- WHAT YOU ARE ASKED TO DO
Say whether each of these statements agrees with the book review, giving yes or no and quoting the words from the review that settle it.
1. Many of the students wrote that they found history boring.
2. Riverbend was working as a teacher when the war started.
3. In the blog post, the electricity went off at 3 a.m.

Reviewed by Rethinking Schools
Book Author: Riverbend
“The trouble with world history is it started so long ago,” I complained to anyone who would listen as I wrestled with the best way to start the year for my 10th-grade World History students. In their first journal entries, many of my students had already told me they thought history was “boring.” I wanted them to see history as something alive that really mattered, filled with the stories of interesting, everyday people. How could I generate some enthusiasm for the past?
At the same time, I was worried about how to integrate curriculum about the war in Iraq. During the lead-up to the U.S. invasion, the topic came up naturally in class. But now students seldom raised it and were often resistant when I brought it up. “We’re burned out on Iraq,” they told me. How could I teach world history and not explore the current events that were sure to have an enormous impact, both on my students’ lives and on the world’s future? I knew I didn’t want to relegate today’s news to a few weeks in June, but I hadn’t had much success with such formulaic approaches as current events days or weekly news assignments.
At just that point of confused frustration, I stumbled across an extraordinary resource: Baghdad Burning, Girl Blog from Iraq and Baghdad Burning II. The author, whose pseudonym is Riverbend, was a young computer programmer in Iraq when the war started. First trapped in her house by the bombings and fighting, then barred from working because of the deteriorating situation of women, she turned to blogging about her everyday life, events in Iraq, and the international situation. These first-person accounts are extraordinarily well-written and compelling (Baghdad Burning won the 2005 Lettre Ulysses Award for the Art of Literary Reportage). As an example, here’s an excerpt from one of her first blogs, Aug. 21, 2003:
My New Talent
Suffering from a bout of insomnia last night, I found myself in front of the television, channel-surfing. I was looking for the usual—an interesting interview with one of the council, some fresh news, a miracle. . . . Promptly at 2 a.m., the electricity went off and I was plunged into the pitch black hell better-known as “an August night with no electricity in Iraq.” So I sat there, in the dark, trying to remember where I had left the candle and matches. After 5 minutes of chagrined meditation, I decided I would ‘feel’ my way up the stairs and out onto the roof. Step by hesitant step, I stumbled out into the corridor and up the stairs, stubbing a toe on the last step (which wasn’t supposed to be there).(For those of you who don’t know, people sleep up on the roof in some of the safer areas because when the electricity goes off, the houses get so hot, it feels like you are cooking gently inside of an oven. The roof isn’t much better, but at least there’s a semblance of wind.)

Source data

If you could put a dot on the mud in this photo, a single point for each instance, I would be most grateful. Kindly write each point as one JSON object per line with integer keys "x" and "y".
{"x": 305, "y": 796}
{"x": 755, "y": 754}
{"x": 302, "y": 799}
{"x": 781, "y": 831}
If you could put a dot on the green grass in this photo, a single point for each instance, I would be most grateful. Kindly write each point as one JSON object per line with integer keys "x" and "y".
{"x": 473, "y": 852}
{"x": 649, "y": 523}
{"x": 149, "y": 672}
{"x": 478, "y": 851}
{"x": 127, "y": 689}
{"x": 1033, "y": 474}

- WRITTEN RESPONSE
1. Yes: "many of my students had already told me they thought history was “boring.”"
2. No: "was a young computer programmer in Iraq when the war started"
3. No: "Promptly at 2 a.m., the electricity went off"